*** Dataset content ***
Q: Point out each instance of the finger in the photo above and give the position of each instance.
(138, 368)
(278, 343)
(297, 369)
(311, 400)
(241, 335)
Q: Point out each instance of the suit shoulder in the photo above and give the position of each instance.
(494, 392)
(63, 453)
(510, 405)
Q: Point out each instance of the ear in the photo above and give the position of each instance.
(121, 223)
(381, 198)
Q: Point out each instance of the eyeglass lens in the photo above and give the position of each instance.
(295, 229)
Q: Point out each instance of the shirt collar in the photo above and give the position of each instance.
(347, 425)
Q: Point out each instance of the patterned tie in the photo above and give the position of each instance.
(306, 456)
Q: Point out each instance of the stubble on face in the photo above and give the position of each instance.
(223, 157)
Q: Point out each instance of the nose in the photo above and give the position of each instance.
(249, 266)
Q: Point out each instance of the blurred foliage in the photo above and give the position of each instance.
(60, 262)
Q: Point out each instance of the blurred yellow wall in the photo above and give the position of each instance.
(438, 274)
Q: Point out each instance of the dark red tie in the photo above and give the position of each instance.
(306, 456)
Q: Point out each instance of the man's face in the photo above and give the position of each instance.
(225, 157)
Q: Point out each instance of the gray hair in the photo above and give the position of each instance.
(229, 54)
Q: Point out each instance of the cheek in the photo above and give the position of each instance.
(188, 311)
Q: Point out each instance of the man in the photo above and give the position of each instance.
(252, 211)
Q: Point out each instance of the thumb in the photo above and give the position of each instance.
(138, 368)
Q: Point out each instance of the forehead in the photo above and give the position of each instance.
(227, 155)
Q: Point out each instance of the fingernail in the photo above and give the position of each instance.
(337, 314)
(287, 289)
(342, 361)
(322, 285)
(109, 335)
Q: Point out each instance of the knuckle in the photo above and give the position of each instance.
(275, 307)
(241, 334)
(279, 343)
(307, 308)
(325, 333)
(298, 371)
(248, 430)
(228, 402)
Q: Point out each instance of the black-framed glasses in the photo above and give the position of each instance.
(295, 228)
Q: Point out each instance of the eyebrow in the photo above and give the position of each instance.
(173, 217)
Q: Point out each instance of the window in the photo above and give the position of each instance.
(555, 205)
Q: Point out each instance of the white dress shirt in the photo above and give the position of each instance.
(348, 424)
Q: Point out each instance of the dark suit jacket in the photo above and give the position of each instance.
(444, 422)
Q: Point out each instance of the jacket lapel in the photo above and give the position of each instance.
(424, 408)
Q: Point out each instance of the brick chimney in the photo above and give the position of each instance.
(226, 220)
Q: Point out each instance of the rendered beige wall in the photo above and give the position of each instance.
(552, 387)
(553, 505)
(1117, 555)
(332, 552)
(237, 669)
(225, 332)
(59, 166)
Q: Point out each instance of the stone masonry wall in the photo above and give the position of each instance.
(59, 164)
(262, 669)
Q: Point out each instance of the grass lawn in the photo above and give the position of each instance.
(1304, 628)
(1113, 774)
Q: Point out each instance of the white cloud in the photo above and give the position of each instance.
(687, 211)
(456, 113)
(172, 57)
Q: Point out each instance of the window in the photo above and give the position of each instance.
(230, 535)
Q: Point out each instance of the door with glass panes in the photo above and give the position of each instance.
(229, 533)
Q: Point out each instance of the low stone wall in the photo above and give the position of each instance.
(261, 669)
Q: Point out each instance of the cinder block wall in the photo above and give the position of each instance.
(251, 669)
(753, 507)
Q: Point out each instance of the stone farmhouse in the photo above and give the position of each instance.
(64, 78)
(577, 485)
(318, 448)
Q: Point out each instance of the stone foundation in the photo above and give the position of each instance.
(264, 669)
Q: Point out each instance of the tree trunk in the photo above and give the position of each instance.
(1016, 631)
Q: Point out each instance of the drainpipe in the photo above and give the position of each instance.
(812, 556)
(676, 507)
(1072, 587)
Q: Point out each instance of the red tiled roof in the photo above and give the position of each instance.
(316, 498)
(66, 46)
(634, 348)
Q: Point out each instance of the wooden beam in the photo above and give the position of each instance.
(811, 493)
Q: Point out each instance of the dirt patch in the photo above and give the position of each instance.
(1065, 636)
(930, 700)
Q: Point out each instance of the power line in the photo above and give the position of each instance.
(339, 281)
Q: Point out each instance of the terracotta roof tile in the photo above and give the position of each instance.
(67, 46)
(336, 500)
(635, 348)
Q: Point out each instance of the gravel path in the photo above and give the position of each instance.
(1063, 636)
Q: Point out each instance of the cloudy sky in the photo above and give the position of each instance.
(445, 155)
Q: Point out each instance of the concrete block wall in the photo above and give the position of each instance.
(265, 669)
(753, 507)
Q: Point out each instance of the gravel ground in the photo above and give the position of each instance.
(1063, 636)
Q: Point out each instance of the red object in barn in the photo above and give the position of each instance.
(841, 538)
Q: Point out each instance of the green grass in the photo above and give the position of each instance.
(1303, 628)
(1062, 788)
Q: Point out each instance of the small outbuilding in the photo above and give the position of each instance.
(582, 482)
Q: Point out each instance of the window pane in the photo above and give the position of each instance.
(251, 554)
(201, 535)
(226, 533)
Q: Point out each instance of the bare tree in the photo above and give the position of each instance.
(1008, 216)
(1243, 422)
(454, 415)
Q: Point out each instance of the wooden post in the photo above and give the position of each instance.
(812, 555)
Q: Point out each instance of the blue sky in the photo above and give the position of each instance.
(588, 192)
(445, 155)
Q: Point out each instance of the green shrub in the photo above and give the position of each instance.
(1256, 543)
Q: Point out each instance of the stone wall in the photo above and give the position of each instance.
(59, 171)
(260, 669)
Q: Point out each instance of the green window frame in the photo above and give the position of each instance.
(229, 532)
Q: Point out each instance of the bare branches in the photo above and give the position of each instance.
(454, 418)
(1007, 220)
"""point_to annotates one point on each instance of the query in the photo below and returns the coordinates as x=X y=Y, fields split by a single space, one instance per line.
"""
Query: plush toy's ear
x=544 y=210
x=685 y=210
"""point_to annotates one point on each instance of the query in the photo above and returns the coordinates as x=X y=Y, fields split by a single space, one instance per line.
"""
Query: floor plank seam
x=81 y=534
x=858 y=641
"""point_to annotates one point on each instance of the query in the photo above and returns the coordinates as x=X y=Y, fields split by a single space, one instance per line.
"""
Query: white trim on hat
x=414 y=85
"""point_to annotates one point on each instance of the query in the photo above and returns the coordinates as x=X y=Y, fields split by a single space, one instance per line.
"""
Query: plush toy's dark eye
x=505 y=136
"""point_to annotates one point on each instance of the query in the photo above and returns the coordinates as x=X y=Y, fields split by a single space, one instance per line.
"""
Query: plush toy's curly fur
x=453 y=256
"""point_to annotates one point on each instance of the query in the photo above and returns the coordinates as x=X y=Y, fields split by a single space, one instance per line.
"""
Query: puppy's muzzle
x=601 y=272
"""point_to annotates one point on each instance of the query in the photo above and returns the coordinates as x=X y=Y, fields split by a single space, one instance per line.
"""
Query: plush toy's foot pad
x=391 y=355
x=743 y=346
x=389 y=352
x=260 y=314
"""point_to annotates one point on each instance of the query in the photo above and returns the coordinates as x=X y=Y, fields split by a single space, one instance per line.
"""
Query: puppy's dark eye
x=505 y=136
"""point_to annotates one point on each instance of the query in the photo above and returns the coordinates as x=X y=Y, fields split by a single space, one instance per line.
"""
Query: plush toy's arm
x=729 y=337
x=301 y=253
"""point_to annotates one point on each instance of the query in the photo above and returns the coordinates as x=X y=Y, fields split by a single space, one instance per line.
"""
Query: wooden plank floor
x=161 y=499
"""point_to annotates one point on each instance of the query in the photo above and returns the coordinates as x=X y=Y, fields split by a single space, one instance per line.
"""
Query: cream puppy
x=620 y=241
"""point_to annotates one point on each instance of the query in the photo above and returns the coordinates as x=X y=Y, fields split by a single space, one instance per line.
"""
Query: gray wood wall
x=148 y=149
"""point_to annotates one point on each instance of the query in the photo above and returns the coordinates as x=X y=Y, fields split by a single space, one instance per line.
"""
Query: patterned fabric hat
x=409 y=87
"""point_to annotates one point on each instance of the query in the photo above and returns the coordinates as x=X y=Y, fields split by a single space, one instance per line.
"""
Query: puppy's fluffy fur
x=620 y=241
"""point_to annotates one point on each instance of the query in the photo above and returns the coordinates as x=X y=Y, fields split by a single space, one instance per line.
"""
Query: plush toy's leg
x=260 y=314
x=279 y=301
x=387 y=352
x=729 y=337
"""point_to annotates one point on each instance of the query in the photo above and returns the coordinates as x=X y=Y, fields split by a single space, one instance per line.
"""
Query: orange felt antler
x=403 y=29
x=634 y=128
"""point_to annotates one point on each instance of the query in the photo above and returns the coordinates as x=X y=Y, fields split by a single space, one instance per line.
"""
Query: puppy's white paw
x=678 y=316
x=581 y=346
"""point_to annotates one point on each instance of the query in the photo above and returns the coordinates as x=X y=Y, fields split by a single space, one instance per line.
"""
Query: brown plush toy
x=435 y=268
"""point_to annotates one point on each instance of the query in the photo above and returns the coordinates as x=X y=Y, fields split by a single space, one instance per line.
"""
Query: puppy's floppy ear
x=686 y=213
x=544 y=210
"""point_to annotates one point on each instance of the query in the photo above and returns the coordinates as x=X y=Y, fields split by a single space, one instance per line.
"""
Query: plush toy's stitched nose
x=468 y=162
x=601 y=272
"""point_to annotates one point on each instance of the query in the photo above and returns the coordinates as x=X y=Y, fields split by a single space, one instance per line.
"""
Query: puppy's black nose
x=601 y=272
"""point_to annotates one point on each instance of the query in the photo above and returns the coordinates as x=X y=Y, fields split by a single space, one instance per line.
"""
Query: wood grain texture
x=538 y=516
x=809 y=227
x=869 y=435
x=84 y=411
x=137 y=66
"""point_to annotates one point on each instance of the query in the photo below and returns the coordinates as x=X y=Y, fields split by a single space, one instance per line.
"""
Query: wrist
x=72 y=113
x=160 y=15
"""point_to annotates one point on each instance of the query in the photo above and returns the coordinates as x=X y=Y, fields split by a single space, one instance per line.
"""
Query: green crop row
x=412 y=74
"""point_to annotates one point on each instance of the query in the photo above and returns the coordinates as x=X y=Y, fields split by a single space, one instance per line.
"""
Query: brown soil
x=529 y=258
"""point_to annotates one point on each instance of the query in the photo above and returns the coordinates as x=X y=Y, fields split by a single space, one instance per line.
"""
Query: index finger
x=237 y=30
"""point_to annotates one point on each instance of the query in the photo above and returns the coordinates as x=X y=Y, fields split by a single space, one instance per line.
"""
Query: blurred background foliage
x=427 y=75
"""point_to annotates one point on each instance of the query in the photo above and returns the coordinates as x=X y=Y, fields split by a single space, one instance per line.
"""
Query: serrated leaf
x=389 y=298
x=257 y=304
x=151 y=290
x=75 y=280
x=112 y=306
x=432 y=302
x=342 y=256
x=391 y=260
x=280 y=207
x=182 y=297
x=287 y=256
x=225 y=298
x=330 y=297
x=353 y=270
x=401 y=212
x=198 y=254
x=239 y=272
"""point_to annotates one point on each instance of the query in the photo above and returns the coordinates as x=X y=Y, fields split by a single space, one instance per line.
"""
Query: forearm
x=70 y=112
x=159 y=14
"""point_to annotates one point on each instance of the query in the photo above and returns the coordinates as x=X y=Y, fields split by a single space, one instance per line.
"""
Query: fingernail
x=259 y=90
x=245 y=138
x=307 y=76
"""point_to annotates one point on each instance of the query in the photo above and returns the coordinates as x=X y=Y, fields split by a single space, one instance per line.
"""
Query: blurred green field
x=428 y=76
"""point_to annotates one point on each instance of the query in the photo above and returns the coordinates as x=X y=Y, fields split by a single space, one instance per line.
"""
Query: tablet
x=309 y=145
*** End of Dataset content ***
### Exercise details
From the line containing "Query: forearm" through the end of the material, print each line exactly as it appears.

### Written response
Query: forearm
x=70 y=112
x=159 y=14
"""point_to annotates one point on each instance of the query in the photo above and returns the coordinates as x=X y=Y, fields split by a single space, one instance per line.
"""
Query: fingernail
x=259 y=90
x=245 y=138
x=307 y=76
"""point_to annotates one point on each instance of the query in the photo above and returns the coordinates as x=X y=Y, fields split by a single space, one instance per line.
"""
Query: blurred green field
x=428 y=76
"""point_to annotates one point on each instance of the query in the photo above and returns the coordinates as x=X y=Y, fields split by a single space, one instance per line.
"""
Query: tablet
x=309 y=145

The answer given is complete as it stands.